→ **Work instructions**:
Skip the images and return the records below exactly.

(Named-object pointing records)
________________________

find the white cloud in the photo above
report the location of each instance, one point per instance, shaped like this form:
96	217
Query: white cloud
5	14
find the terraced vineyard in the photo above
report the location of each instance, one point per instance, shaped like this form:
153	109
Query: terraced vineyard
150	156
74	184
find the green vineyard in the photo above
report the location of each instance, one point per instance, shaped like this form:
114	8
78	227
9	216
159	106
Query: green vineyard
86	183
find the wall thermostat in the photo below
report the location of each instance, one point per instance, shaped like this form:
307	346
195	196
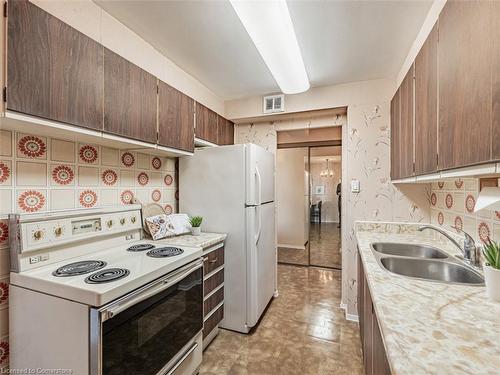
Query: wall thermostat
355	186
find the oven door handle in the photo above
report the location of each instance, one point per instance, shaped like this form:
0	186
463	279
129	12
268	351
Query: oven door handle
182	359
148	291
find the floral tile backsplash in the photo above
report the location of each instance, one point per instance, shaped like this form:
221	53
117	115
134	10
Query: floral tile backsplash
452	205
40	174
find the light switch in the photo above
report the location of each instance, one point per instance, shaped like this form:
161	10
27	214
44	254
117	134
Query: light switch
355	186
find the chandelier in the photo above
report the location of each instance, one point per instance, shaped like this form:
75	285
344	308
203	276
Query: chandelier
327	172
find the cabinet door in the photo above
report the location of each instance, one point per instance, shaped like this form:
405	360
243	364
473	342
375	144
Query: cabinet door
426	106
395	136
406	126
465	97
225	131
361	297
175	118
367	330
53	70
380	365
130	99
206	124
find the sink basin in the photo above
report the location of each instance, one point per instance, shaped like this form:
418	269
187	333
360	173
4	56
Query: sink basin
408	250
429	269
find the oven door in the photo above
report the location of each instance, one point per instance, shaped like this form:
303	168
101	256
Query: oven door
143	332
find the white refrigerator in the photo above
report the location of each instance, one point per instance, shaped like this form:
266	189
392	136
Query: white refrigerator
232	187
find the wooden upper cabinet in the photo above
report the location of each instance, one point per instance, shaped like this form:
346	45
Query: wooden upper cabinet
426	106
206	124
130	99
225	131
395	136
465	93
406	126
53	71
175	118
496	79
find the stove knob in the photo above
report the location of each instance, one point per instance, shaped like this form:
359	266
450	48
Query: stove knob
38	235
58	231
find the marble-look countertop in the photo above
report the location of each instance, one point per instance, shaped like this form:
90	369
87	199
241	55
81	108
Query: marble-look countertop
429	327
204	240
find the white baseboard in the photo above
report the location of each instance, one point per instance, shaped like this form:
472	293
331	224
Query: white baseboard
352	317
291	246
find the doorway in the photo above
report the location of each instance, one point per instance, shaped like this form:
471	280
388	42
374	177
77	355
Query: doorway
325	173
308	198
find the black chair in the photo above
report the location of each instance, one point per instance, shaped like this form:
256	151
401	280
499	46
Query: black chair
316	212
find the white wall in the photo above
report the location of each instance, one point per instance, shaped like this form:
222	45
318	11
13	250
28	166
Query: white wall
365	157
291	197
91	20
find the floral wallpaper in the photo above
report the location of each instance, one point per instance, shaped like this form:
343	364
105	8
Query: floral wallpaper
365	157
452	205
40	174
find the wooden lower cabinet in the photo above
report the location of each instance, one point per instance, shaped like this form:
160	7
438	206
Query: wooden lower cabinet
372	344
213	290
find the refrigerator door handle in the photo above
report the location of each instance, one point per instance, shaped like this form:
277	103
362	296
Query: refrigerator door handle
259	185
259	226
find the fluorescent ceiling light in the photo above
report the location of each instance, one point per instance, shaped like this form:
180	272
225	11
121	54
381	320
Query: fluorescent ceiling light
270	27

________________________

→ **Full response**:
find the white cloud in the photo above
report the location of each instance, one point per instance, shaped like this form:
96	217
Query: white cloud
5	14
find the terraced vineyard in the photo above
report the location of each instance, one point per instance, shaped like this form:
153	109
Query: terraced vineyard
150	156
74	184
find the green vineyard in the photo above
report the location of each instance, one point per instance, shaped like this form:
114	8
78	227
9	216
159	106
Query: green vineyard
86	183
find the wall thermostat in the photo below
report the location of each instance, one point per instance, shaped like this form:
307	346
195	196
Query: wall thermostat
355	186
find the oven door handle in the photo above
report the location of each instance, one point per instance, shaped like this form:
0	186
463	279
129	12
268	351
Query: oven door handle
182	359
148	291
find the floral tile backsplash in the photo above
report the location of each instance, one point per instance, shaped like this form:
221	53
117	115
134	10
Query: floral tile backsplash
452	205
40	174
find the light switch in the photo above
report the location of each instance, one point per instance, shaped like this form:
161	10
27	214
44	254
117	134
Query: light switch
355	186
find the chandelier in the photo above
report the location of each instance, one point per instance, shaped like this form:
75	285
344	308
203	276
Query: chandelier
327	172
find the cabinet door in the photo above
report the location of each instance, one point per instance, shaped like this form:
405	360
243	364
473	342
375	144
Query: cabinet door
426	106
395	136
406	126
465	97
225	131
361	297
175	118
367	330
53	70
380	365
130	99
206	124
find the sink basin in the photo above
report the location of each instance, one point per instance, shaped like this form:
418	269
187	333
360	173
4	56
Query: sink basin
408	250
429	269
find the oven door in the photo above
report the location of each instance, one point per instance, shaped like this form:
303	168
101	256
Query: oven door
143	332
find the white refrigerator in the photo above
report the location of each instance, one point per instance, shaped like this form:
266	189
392	136
Query: white refrigerator
232	187
find the wooden upper cabinet in the photo above
report the location of each instance, one point per instance, shaped like this form:
346	45
Query: wooden upper cabinet
426	106
206	124
130	99
225	131
395	136
465	93
406	126
53	71
175	118
496	79
find the stove knob in the photo above
report the location of each instance, one point per instance, shaped like this form:
359	266
450	48
Query: stove knob
38	235
58	231
find the marble-look countertop in the photo above
report the location of each instance, one point per instance, shaped like this form:
90	369
87	199
241	55
81	108
Query: marble-look countertop
429	327
204	240
find the white baseboard in the photo above
report the location of each instance, one point per instance, shaped like this form:
472	293
331	224
Query: white baseboard
352	317
291	246
find the doorway in the photo above
report the location of each instance, one point per instance, shaped like this form:
471	280
388	42
374	177
77	355
Query: doorway
325	173
308	198
find the black chair in the photo above
report the location of each instance, one point per instance, shaped like this form:
256	151
401	280
499	46
Query: black chair
316	212
find the white wall in the photo above
report the location of each instance, one point per instance, shaped like this form:
222	45
318	11
13	250
28	166
Query: white wall
365	157
291	197
91	20
find the floral wallpaper in the photo above
report the location of each instance, one point per instance, shaped like this form:
343	364
105	8
Query: floral wallpaper
365	157
452	205
40	174
find the wooden lower cabinet in the photo above
report the location of each instance, one point per instance, shaped like this form:
160	7
438	206
Query: wooden lower cabinet
372	344
213	290
find the refrigerator door handle in the photo above
report the location of each instance, one point per instance, shaped like this form:
277	103
362	296
Query: refrigerator door handle
259	185
259	226
find the fluorescent ceiling light in the photo above
report the location of each instance, one point per instance, shaped like this form:
180	272
225	11
121	54
381	320
Query: fluorescent ceiling light
270	27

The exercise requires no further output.